Travail demandé
a) D'après la note de Calvino citée dans l'extrait sur Del Giudice, pourquoi le jeune homme choisit-il de représenter les êtres et les choses dans son texte ? Répondez en une à trois phrases.
b) Prolongez l'extrait sur Del Giudice en reprenant après sa dernière phrase.

──────── Extrait à lire ────────

8Ce qui compte, c’est l’errance, le vagabondage du narrateur dans sa propre histoire et les pensées erratiques qui en découlent, dans le sens que toute errance inclut une méditation ; chaque individu-personnage implique un voyage qui se fractionne à son tour en quelques voyages plus petits (l’attente, dans ce sens, est elle aussi un voyage à l’intérieur ou à l’extérieur de quelque chose), jusqu’au voyage dans un territoire étranger. Il y aurait là, d’ailleurs, comme un fil qui relie Del Giudice à une certaine sensibilité du récit cinématographique néoréaliste, et qui sous-tend le fait d’arpenter une nouvelle histoire inconnue, une nouvelle géographie inconnue, puisque les reprises avec l’arrière-fond historique ne semblent plus possibles.
9Mais ce vagabondage, cette errance n’en déterminent pas moins une éthique et une esthétique qui, fractionnant sériellement le motif de sa recherche, ne cessent en même temps de la vider progressivement de ses contenus thématiques, laissant surgir, à la place du motif temporel de la recherche, des motifs, comme on le dirait pour un dessin ou pour une musique, de pures motivations, conscientes ou inconscientes, des probabilités, des éventualités. Le personnage évoqué et cherché, au bout de la course, et malgré la parade mimétique que le narrateur joue à travers lui (c’est-à-dire la projection — ou le transfert — que le narrateur essaie de créer afin de constater s’il est possible d’être et de vivre comme celui dont il poursuit les traces), ce personnage, donc, n’a pas pris plus de corps qu’il n’en avait au début, il demeure tout aussi inachevé, aussi bien dans son histoire que dans le mythe que l’on a créé autour de lui (son œuvre à lui, c’est bien cet inachèvement-là). De plus, et c’est important de le souligner dans le travail de Del Giudice, puisqu’il est sans doute le premier à le réaliser presque comme un programme, les personnages interrogés se sont transformés en des objets, en des images, en des fonctions parfois inadéquates puisque le réel qu’ils relatent est toujours en dessous d’autres images possibles : ils sont décrits dans des tics, surpris dans des poses, répétant comme des mécanismes des réponses qu’ils ont déjà tant de fois pensées et dites. Comme le suggère Italo Calvino dans sa note :
À un certain moment de son itinéraire (à moins que ce ne fût déjà au départ ?) le jeune homme a fait son choix : il essaiera de représenter les êtres et les choses dans son texte, non pas parce que l’œuvre compte plus que la vie, mais parce que ce n’est qu’en consacrant toute son attention à l’objet, dans une relation passionnée avec le monde des choses, qu’il pourra définir en négatif le noyau irréductible de la subjectivité, c’est-à-dire lui-même.6
10Objets achevés, certes, mais aussi personnages in-achèvement d’une histoire inachevée, dans lesquels s’achève le personnage homme cher à Debenedetti7.

──────── Données sources ────────

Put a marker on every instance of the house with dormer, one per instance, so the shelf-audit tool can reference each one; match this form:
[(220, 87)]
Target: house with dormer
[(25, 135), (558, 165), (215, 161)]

────────

Résultats dans l'ordre
a) Ce n'est pas parce que l'œuvre compterait plus que la vie. C'est parce que seule une attention entière portée à l'objet, dans une relation passionnée avec le monde des choses, lui permettra de définir en négatif le noyau irréductible de la subjectivité, c'est-à-dire lui-même.

b)
11C’est comme si Del Giudice revisitait quelques lieux de la littérature qui lui est la plus proche, même si, pris dans des auteurs — Conrad ou Kafka, pour ne citer que deux exemples —, il pourrait ne pas se reconnaître dans cette proximité-là : il y a pourtant une réflexion sur la posture néoréaliste, sur celle du nouveau roman, sur l’école du regard. De ces courants, il ne saisit pas les caractères globalisants, mais les percepts qui lui sembleraient les plus justes.
12Ce motif de l’errance, par exemple, est constant : on le retrouve dans Atlante occidentale, où s’établit une fonction de va-et-vient entre deux ou trois pôles de bruissements et d’échanges. On le retrouve dans Staccando l’ombra da terra, où il est hyperbolique, au sens où les récits qui composent le recueil ne fixent d’autre lieu que la plénitude vide du ciel et de ses variations : ici, plus que l’inachevé en acte, est décrit un mo(n) de de l’inachevable. On le retrouve enfin dans tous les récits de Mania, y compris Corne adesso, mais l’errance est alors prise en charge intérieurement, au sein même de l’écriture, dans les variations dialogiques des trois situations développées.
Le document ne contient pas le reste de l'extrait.